Stored data entries:
# # #

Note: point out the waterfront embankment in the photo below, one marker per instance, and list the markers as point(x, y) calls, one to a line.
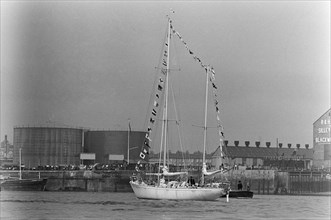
point(258, 181)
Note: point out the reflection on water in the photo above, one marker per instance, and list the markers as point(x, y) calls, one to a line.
point(100, 205)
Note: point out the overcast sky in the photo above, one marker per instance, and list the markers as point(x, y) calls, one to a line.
point(92, 64)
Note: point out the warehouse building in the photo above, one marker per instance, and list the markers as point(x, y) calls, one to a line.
point(47, 145)
point(322, 141)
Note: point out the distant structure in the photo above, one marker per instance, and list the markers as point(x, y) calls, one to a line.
point(62, 146)
point(113, 146)
point(6, 152)
point(254, 157)
point(322, 141)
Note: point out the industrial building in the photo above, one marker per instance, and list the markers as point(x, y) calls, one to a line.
point(322, 141)
point(42, 146)
point(278, 157)
point(61, 146)
point(114, 146)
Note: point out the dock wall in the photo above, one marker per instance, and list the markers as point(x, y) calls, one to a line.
point(258, 181)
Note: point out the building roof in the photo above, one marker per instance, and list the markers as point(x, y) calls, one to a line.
point(263, 152)
point(327, 112)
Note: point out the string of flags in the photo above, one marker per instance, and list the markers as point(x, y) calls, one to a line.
point(209, 70)
point(156, 106)
point(159, 91)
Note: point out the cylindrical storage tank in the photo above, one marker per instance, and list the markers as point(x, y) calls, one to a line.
point(105, 143)
point(47, 146)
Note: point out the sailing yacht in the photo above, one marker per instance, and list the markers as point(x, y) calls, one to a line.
point(174, 190)
point(20, 184)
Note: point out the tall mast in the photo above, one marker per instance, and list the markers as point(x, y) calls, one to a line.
point(166, 96)
point(205, 130)
point(20, 163)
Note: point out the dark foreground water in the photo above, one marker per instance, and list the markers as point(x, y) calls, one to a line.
point(101, 205)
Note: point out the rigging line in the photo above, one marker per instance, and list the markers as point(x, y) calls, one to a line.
point(177, 123)
point(156, 78)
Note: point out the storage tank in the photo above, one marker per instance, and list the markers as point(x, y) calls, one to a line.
point(113, 145)
point(47, 145)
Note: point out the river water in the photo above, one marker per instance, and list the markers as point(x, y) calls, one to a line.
point(105, 205)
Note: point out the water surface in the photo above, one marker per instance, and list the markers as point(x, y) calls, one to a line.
point(105, 205)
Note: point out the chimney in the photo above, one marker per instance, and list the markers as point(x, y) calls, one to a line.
point(226, 142)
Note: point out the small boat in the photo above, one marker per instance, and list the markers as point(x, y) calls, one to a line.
point(179, 188)
point(19, 184)
point(239, 194)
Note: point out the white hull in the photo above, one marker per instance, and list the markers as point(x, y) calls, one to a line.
point(143, 191)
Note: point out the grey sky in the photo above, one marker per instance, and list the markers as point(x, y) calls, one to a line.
point(91, 64)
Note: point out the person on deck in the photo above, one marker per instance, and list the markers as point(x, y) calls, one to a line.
point(240, 185)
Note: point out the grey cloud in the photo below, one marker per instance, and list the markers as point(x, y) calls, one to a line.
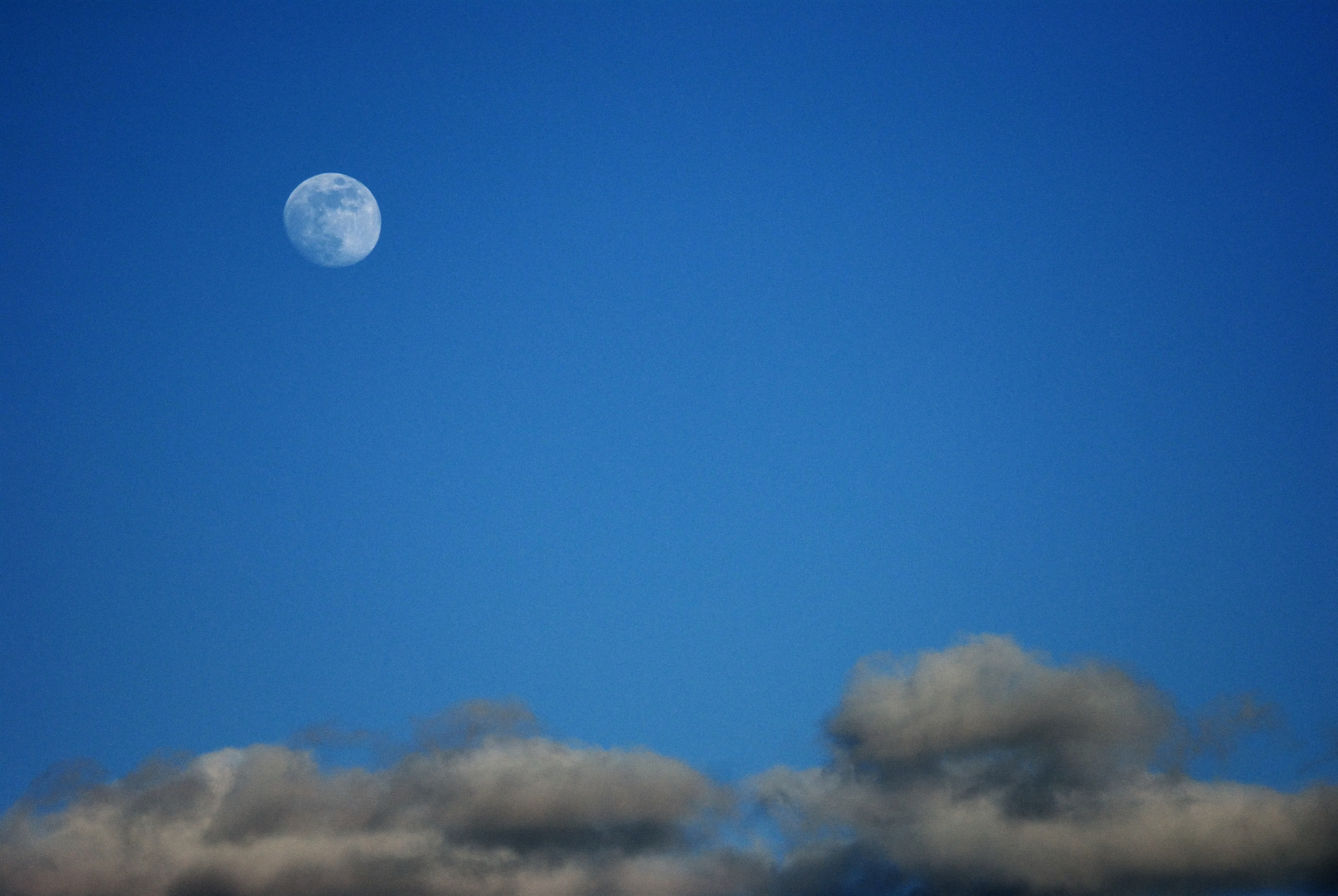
point(511, 816)
point(975, 769)
point(981, 768)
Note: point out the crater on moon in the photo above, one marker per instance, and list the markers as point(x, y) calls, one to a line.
point(332, 220)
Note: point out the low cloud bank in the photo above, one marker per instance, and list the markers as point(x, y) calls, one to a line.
point(978, 768)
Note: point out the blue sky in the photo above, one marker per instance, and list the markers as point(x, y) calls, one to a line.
point(707, 349)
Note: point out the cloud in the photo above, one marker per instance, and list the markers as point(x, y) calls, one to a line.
point(975, 769)
point(981, 768)
point(513, 816)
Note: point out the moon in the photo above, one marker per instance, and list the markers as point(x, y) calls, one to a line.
point(332, 220)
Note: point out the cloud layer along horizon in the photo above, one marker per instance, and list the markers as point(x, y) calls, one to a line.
point(973, 769)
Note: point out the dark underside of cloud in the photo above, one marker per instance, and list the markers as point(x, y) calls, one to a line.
point(977, 769)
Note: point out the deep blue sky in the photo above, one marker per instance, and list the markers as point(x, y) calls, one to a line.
point(707, 349)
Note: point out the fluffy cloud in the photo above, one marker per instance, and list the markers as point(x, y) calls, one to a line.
point(508, 816)
point(975, 769)
point(981, 768)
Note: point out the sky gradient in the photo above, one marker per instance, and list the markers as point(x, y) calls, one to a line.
point(707, 349)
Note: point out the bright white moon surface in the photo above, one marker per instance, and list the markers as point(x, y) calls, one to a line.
point(332, 220)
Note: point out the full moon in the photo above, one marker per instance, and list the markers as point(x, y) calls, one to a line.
point(332, 220)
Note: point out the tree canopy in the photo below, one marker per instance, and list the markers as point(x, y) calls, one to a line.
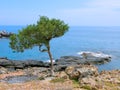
point(39, 34)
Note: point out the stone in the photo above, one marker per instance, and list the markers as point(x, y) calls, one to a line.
point(80, 71)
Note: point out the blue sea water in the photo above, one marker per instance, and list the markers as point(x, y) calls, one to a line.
point(77, 39)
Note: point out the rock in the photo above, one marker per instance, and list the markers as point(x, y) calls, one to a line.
point(98, 57)
point(62, 74)
point(3, 70)
point(80, 71)
point(88, 58)
point(5, 34)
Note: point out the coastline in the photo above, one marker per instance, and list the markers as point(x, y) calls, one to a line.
point(86, 76)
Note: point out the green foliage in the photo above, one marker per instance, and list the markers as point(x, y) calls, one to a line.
point(38, 34)
point(76, 83)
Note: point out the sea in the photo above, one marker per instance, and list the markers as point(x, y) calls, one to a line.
point(78, 39)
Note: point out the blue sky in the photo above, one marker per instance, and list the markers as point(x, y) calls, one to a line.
point(73, 12)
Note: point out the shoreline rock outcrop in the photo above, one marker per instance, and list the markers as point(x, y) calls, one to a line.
point(59, 64)
point(5, 34)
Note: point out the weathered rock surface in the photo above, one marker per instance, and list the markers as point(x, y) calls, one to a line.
point(5, 34)
point(80, 71)
point(65, 61)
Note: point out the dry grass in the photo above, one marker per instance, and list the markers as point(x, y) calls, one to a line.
point(37, 85)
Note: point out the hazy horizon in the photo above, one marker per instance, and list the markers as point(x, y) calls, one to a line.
point(75, 13)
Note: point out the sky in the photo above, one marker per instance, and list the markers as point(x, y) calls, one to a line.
point(73, 12)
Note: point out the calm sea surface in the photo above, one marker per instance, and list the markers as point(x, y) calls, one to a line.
point(77, 39)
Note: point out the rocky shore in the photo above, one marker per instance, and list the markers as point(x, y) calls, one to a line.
point(75, 73)
point(5, 34)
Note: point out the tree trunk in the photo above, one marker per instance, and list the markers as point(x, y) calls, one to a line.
point(51, 60)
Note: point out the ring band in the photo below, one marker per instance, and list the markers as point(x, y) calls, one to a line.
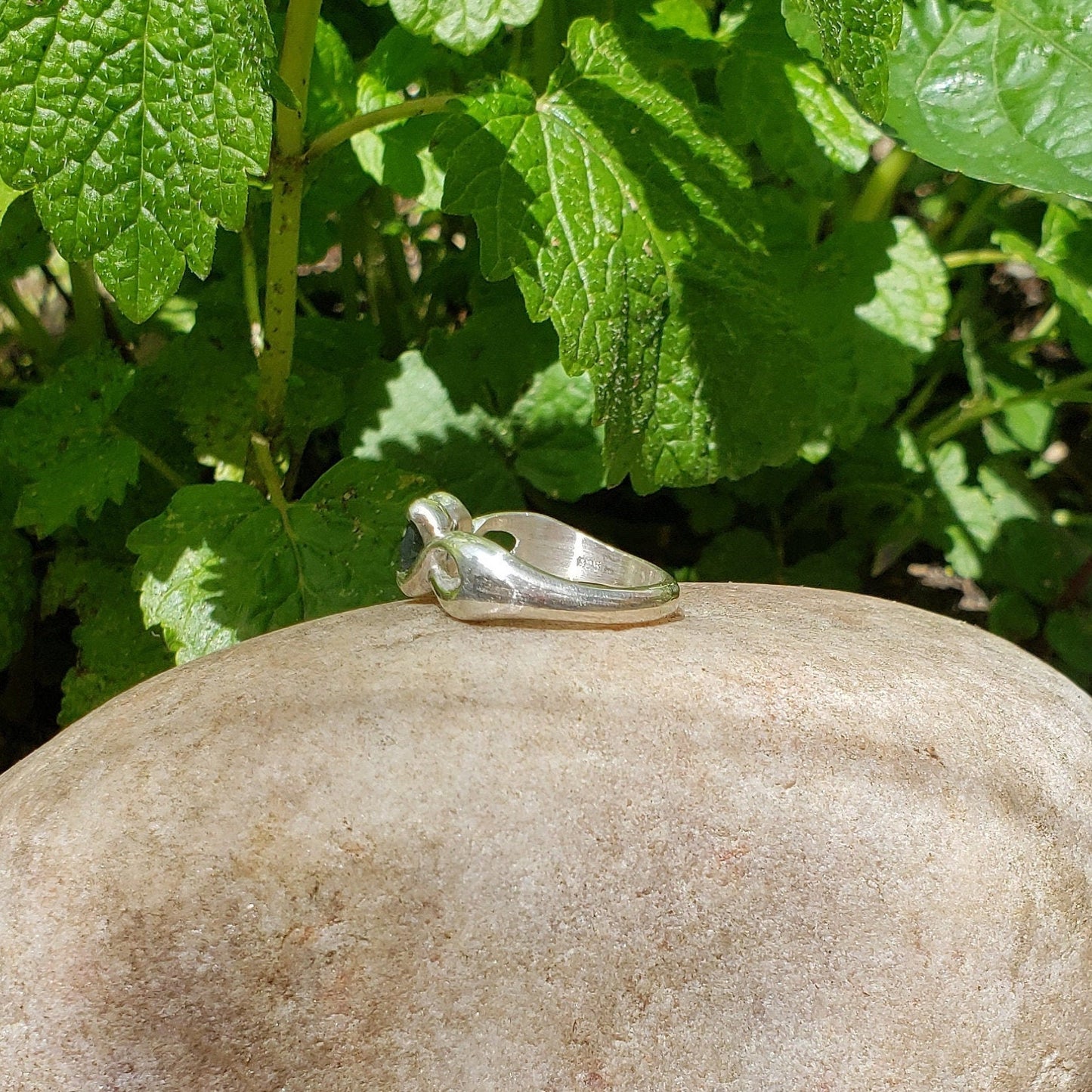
point(552, 572)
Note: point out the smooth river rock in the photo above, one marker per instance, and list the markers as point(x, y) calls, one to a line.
point(794, 840)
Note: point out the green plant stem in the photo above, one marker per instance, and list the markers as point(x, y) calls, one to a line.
point(260, 446)
point(151, 459)
point(164, 470)
point(973, 216)
point(250, 296)
point(972, 411)
point(875, 200)
point(960, 259)
point(88, 328)
point(286, 177)
point(545, 46)
point(32, 333)
point(340, 134)
point(920, 401)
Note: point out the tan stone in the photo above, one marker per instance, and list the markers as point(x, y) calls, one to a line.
point(797, 840)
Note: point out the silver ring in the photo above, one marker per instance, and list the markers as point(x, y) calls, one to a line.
point(551, 572)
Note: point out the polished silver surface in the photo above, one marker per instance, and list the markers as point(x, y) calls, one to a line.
point(551, 571)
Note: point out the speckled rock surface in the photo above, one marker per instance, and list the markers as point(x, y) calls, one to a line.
point(795, 840)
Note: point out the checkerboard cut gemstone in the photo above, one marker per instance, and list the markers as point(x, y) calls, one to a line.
point(412, 545)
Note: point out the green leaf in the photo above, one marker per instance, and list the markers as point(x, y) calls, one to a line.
point(599, 198)
point(138, 127)
point(464, 25)
point(1035, 558)
point(558, 449)
point(998, 91)
point(114, 650)
point(405, 419)
point(617, 203)
point(779, 100)
point(874, 299)
point(60, 437)
point(476, 363)
point(223, 564)
point(1069, 633)
point(210, 379)
point(23, 243)
point(331, 93)
point(399, 155)
point(858, 37)
point(17, 592)
point(1064, 258)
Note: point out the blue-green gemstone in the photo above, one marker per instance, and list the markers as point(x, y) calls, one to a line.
point(412, 545)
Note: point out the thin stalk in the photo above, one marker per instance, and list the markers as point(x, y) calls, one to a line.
point(920, 401)
point(286, 178)
point(151, 459)
point(976, 410)
point(340, 134)
point(88, 328)
point(163, 469)
point(250, 296)
point(876, 198)
point(973, 216)
point(960, 259)
point(260, 447)
point(545, 47)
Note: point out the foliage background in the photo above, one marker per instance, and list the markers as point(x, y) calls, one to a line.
point(761, 292)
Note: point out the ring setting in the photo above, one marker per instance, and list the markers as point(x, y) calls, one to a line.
point(551, 571)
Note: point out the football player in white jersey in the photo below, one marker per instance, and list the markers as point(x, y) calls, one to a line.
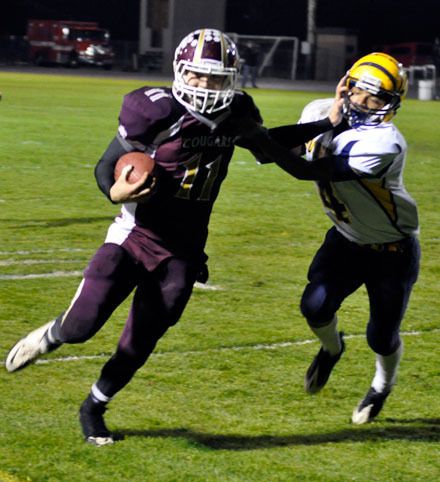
point(358, 168)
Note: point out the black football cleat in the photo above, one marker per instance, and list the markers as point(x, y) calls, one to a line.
point(92, 423)
point(369, 407)
point(321, 367)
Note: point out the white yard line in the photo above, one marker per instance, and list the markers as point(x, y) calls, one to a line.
point(54, 274)
point(236, 348)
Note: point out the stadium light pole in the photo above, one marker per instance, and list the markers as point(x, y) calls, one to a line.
point(311, 37)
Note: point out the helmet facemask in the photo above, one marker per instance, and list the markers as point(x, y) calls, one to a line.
point(204, 100)
point(358, 115)
point(208, 53)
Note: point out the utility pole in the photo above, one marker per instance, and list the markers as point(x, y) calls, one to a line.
point(311, 37)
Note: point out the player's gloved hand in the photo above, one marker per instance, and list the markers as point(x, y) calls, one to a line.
point(203, 274)
point(140, 191)
point(335, 114)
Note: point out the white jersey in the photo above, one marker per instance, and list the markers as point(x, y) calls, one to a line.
point(375, 208)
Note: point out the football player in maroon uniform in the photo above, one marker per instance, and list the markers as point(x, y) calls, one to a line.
point(156, 245)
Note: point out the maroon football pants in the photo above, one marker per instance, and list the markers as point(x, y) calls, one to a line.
point(158, 302)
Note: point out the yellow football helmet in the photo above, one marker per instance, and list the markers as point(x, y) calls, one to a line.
point(381, 75)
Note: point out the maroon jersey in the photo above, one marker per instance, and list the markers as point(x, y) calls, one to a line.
point(192, 154)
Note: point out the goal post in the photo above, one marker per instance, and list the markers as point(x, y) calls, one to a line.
point(278, 55)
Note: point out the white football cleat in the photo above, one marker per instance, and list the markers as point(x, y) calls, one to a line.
point(29, 348)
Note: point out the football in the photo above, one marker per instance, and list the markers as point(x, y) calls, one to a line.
point(141, 163)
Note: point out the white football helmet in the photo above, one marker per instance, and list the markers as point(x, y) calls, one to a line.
point(209, 52)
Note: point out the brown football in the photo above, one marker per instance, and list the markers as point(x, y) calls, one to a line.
point(140, 161)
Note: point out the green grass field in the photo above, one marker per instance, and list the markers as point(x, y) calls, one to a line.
point(222, 398)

# # #

• ACTIVITY
Every line from the one containing "Note: point out the green grass" through the last line of the entries should be output exactly; nothing else belongs in the reply.

• SOLVED PROBLEM
Note: point out the green grass field in the photo above, one marker per instance, and list the markers as point(x, y) calls, one to a line.
point(222, 398)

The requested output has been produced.